_Given exercise 1_.
Please output, word for word, the part of the post on the False language between "But serious useful" and "sprain your brain.", inclusive.

Today's friday programming language insanity is a tad different. I'm going to look at another twisted stack-based language. I've got a peculiar fondness for these buggers, because back in the day, I was a serious Forth addict. One of the ideas that's actually come up in serious programming languages in the last few years is creating a sort of cross between functional languages and stack-based languages, producing what are known as concatenative languages. An excellent example of an extremely powerful and useful member of this family is called Factor, by Slava Pestov.
But serious useful languages aren't the realm of my regular friday pathology. So I'm going to tell you about a not-really-serious version of a concatenative language, called False. Semantically, False is actually not a horrible language. In fact, if it weren't for the bogglingly awful syntax, it's something I could imagine using for tiny file-filtering utilities. But the syntax is designed to be truly horrible, and when you blend the natural potential for confusion that you get from doing everything backwards on a stack with a syntax that looks like line-noise, you get something that can really sprain your brain.
The idea, loosely speaking, behind programming in False is that there are really two kinds of things in a false program. There are values - which are pushed on the stack whenever they're encountered in a program - and there are functions which take a stack as input, and produce a new stack as output. So everything is ultimately totally oriented around the stack.
There are, naturally, a bunch of built-in functions for you to work with:
- For basic arithmetic, there's binary (+, -, *, /), unary minus (_, the underscore character).
- For comparing values, there are "=" (equals) and binary ">" (greater than).
- For logic, there are binary "&" (and) and "|" (or) and unary "~" (not).
- For stack manipulation, there are "$" (duplicate the top of the stack),
"%" (discard the top of the stack), "\" (swap the top two stack values),
"@" (rotate the 3rd item in to the stack to the top), and ∅ (take the top value N off the stack, and then copy the Nth stack value and put it in top of the stack). - There's simple string IO - and literal string surrounded by double quotes
is treated as a function that prints out the string.
Values are where things start to get interesting. The simple value types are integers and characters. Integers are written pretty normally, except that an integer literal can't be negative. The only way to write a negative is to write the positive literal, followed by unary minus. So -3 would be written "3_". Character literals are written as characters preceeded by a single quote: `a
.
The interesting value type is the function. A function is really just a value like any other. You write a function by surrounding it in square brackets. So, for example, a function to compute n2+7 where n is the value on top of the stack would be written: [$*7+]
.
If there is a function value on the stack, you can invoke that function using "!". So, to invoke the function we just defined on the value 3, we'd write: "3[$*7+]!
".
Once we have function values, we can talk about control flow. There are only two control flow operators: "?" and "#":
- "?" is the "if/then" control construct. It assumes that the value on top of the stack is a function. It pops the function off the stack and saves it, and then pops the next value on the stack. If the value it popped is not zero, then it executes the saved function; otherwise, it just discards it. So, to print "true" if the top of the stack is non-zero, we could write "
[true]?

_Items from a data source_.
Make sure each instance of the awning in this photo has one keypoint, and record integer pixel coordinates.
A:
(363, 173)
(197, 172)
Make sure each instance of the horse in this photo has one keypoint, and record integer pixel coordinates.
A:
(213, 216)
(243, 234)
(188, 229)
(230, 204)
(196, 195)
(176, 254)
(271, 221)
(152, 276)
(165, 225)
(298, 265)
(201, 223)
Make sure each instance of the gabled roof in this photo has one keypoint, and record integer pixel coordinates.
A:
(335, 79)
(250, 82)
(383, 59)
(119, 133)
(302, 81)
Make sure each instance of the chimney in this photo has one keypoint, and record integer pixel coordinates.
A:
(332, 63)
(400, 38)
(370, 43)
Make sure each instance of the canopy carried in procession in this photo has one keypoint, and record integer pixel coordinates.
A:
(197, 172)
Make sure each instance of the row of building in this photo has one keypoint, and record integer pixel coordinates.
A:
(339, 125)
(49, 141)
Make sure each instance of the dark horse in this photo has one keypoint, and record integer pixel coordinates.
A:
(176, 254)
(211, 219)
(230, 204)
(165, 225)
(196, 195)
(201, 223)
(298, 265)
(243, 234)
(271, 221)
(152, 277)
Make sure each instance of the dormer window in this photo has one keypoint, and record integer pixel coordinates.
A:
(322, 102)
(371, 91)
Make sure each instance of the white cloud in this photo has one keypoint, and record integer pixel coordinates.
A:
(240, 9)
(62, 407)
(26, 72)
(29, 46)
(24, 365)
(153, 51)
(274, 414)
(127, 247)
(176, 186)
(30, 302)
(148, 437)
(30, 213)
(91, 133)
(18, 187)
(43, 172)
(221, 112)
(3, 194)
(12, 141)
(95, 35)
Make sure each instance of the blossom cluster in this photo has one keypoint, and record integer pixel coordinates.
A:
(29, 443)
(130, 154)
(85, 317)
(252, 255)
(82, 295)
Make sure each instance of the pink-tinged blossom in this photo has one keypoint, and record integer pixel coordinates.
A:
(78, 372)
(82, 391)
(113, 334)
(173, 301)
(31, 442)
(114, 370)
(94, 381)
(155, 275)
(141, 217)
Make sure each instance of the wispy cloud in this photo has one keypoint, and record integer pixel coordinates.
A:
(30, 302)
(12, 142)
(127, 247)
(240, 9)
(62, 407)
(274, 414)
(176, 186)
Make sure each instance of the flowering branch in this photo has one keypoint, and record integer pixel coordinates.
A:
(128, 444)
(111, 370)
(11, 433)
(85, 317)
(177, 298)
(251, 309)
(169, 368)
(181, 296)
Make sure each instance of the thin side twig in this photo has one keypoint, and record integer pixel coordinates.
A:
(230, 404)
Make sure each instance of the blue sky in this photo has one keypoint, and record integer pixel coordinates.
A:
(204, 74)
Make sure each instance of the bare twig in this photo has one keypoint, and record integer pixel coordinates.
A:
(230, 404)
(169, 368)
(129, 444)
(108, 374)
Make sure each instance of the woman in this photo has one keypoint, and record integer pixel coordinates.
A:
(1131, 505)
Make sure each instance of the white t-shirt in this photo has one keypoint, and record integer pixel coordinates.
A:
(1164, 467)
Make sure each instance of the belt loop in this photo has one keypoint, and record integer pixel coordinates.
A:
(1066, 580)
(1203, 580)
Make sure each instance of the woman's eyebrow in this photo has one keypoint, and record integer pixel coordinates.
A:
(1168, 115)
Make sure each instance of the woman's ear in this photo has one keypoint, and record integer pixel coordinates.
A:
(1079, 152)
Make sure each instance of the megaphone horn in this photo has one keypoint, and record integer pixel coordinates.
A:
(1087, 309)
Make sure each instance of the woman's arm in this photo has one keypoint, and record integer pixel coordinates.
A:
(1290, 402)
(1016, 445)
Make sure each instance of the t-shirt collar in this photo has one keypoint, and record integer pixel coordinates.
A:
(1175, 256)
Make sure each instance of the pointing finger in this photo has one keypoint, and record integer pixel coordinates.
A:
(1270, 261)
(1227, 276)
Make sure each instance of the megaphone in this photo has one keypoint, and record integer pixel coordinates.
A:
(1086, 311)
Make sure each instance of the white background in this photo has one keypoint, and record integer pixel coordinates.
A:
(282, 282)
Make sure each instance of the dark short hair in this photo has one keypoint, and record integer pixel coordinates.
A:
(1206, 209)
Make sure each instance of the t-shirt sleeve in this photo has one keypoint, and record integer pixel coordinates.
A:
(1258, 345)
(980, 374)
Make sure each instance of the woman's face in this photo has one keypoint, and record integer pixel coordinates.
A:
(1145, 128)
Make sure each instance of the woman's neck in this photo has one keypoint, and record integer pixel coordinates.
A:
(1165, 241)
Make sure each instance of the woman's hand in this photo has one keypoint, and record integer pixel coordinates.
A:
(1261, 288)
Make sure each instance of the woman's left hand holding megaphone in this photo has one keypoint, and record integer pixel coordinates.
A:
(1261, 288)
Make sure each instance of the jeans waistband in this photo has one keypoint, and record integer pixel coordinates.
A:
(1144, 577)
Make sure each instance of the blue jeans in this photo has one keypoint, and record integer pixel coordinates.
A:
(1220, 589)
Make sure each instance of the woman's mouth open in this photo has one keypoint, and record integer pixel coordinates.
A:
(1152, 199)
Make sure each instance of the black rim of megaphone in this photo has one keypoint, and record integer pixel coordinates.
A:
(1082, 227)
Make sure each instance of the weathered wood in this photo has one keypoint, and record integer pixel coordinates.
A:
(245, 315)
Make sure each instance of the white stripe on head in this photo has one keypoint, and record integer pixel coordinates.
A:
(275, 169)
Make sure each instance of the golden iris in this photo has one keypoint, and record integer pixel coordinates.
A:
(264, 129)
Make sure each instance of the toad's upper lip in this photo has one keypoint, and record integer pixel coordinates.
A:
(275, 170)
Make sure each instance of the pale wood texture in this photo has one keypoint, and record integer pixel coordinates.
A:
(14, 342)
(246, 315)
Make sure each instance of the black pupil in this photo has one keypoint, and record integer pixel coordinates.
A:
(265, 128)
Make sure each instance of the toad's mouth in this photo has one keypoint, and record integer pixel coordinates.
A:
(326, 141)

_Given exercise 2_.
Tally the lines of the rows that contain the string "blue", with case counting, and give only the number.

_Worked solution 1_.
But serious useful languages aren't the realm of my regular friday pathology. So I'm going to tell you about a not-really-serious version of a concatenative language, called False. Semantically, False is actually not a horrible language. In fact, if it weren't for the bogglingly awful syntax, it's something I could imagine using for tiny file-filtering utilities. But the syntax is designed to be truly horrible, and when you blend the natural potential for confusion that you get from doing everything backwards on a stack with a syntax that looks like line-noise, you get something that can really sprain your brain.

_Worked solution 2_.
2